§ YOUR OBJECTIVE: Set out the lines below as a numbered list, skipping blank lines and leaving out the pictures.

§ DATA IN THIS EXERCISE:
[START]

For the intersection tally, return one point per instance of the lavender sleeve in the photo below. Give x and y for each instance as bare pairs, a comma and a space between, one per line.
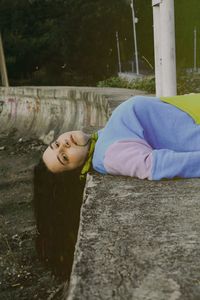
129, 158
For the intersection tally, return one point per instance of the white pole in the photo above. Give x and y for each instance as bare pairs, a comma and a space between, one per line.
195, 49
135, 38
118, 52
157, 50
3, 69
164, 23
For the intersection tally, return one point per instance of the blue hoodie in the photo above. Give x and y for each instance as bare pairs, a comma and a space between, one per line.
148, 138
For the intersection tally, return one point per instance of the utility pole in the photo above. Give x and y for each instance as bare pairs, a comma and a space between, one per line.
164, 47
195, 50
3, 70
118, 52
134, 20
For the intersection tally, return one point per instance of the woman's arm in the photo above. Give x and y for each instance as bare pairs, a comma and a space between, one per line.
136, 158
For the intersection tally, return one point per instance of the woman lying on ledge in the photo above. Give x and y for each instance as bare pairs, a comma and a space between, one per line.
146, 137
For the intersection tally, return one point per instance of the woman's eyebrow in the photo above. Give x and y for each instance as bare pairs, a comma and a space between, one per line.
58, 158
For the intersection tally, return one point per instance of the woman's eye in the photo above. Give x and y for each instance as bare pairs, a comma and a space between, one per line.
65, 157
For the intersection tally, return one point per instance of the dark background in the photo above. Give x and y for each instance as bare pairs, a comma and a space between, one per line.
73, 42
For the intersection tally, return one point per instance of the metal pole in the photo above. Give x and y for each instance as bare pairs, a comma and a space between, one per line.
157, 50
3, 70
195, 50
118, 52
135, 38
166, 58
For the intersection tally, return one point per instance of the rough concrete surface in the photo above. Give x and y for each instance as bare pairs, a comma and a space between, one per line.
27, 112
138, 240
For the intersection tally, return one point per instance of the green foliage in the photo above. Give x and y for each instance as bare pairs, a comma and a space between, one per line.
145, 84
188, 84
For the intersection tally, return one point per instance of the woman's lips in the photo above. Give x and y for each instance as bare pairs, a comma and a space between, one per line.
72, 139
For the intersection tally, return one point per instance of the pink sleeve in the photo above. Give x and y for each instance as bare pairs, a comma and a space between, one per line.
129, 158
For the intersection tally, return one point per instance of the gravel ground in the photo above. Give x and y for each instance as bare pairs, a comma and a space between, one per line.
22, 275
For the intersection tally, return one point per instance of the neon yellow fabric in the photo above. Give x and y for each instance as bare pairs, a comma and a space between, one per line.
188, 103
88, 162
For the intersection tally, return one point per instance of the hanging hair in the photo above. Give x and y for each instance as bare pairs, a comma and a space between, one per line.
57, 200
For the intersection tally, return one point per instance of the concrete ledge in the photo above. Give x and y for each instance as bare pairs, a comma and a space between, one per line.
138, 240
43, 112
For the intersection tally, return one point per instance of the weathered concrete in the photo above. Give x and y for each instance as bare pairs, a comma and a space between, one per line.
138, 240
44, 112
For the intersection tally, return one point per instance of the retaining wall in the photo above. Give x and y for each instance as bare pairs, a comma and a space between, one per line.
47, 111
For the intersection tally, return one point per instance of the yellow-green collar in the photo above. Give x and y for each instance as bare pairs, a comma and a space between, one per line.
88, 162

[END]

§ OUTPUT FOR THIS TASK:
1. For the intersection tally, return one point per instance of the lavender sleeve in the photo below. Give x and y for each instance as bare pairs, a comma and a space between, one per line.
2. 129, 158
3. For the intersection tally, return one point per instance of the white pole in the photo above. Give x and y for each instance as bare pairs, a comma and a space between, one per line.
4. 195, 49
5. 135, 38
6. 118, 52
7. 157, 50
8. 3, 69
9. 164, 23
10. For the intersection tally, return one point per instance of the blue hoodie in the photo above. Give x and y for each instance as bare pairs, a comma and a space between, one per line.
11. 148, 138
12. For the intersection tally, return one point per instance of the utility pole in the photo above. Give x and y for each instance as bare pairs, a comma and a space between, one per line.
13. 164, 47
14. 195, 50
15. 3, 70
16. 118, 52
17. 134, 20
18. For the intersection tally, return one point per instance of the woman's arm in the photo above. Give x and y for each instance as bare pairs, a comma and a space between, one per line.
19. 136, 158
20. For the intersection tally, return one point per instance of the woman lying on ledge in the photo above. Give x and y for each instance as bare pairs, a comma and a space between, one per line.
21. 146, 137
22. For the intersection tally, return one point per instance of the woman's eyebrow in the photo above. Give x and y for each instance as bare pairs, a comma and a space between, one per line.
23. 58, 158
24. For the intersection tally, return one point per instance of the woman's eye in the photo above. Give x and y for each instance as bare pairs, a comma and a space between, one per line.
25. 65, 157
26. For the intersection tally, return one point per instance of the dark background in the photo above. Give x and y for each instance as bare pairs, a comma and a space between, one per line.
27. 73, 42
28. For the intersection tally, return one point per instance of the metal pole in the photo above. Give x and y for each instance as bare pairs, a comma and a space between, one per line.
29. 157, 50
30. 3, 70
31. 195, 50
32. 118, 52
33. 135, 38
34. 166, 58
35. For the intersection tally, return one point per instance of the rough concrete surface in the photo above. Give x and y for each instance as bare pairs, a comma and a space between, one per line.
36. 27, 112
37. 138, 240
38. For the intersection tally, return one point per instance of the green foliage in the photo above. Give x and y for each instance as bare pairs, a comma and a space between, one per line.
39. 145, 84
40. 188, 84
41. For the intersection tally, return one point per instance of the woman's lips in the photo above. Give x and y for each instance as bare pairs, a comma and a space between, one per line.
42. 72, 139
43. For the intersection tally, return one point per instance of the pink sleeve in the photo above. Give x and y for each instance as bare pairs, a comma and a space between, one per line.
44. 129, 158
45. For the intersection tally, return one point per instance of the gravel ground in the photo above. Give x and y for each instance as bare pairs, a comma and a space between, one per line.
46. 22, 275
47. For the intersection tally, return one point per instance of the neon yellow fabric in the photo above. Give x and y for each instance as bare pairs, a comma and a space between, one per line.
48. 188, 103
49. 88, 162
50. For the intersection tally, return one point per instance of the hanging hair in the photo above. Give x and y for each instance as bare pairs, a comma and a space between, one per line.
51. 57, 200
52. For the intersection tally, return one point per instance of the concrete ledge in the photo above. Give x and y for each instance as bare pairs, a comma and a space between, one per line.
53. 138, 240
54. 43, 112
55. For the intersection tally, return one point per instance of the weathered concrete in the photo above. Give x and y for each instance as bare pairs, a comma and a space between, one per line.
56. 138, 240
57. 44, 112
58. For the intersection tally, return one point per instance of the retaining wall in the photo above. Give x and y for each instance as bare pairs, a comma and a space between, one per line.
59. 47, 111
60. For the intersection tally, return one point per instance of the yellow-green collar in the photo above. Give x and y for each instance as bare pairs, a comma and a space between, one per line.
61. 88, 162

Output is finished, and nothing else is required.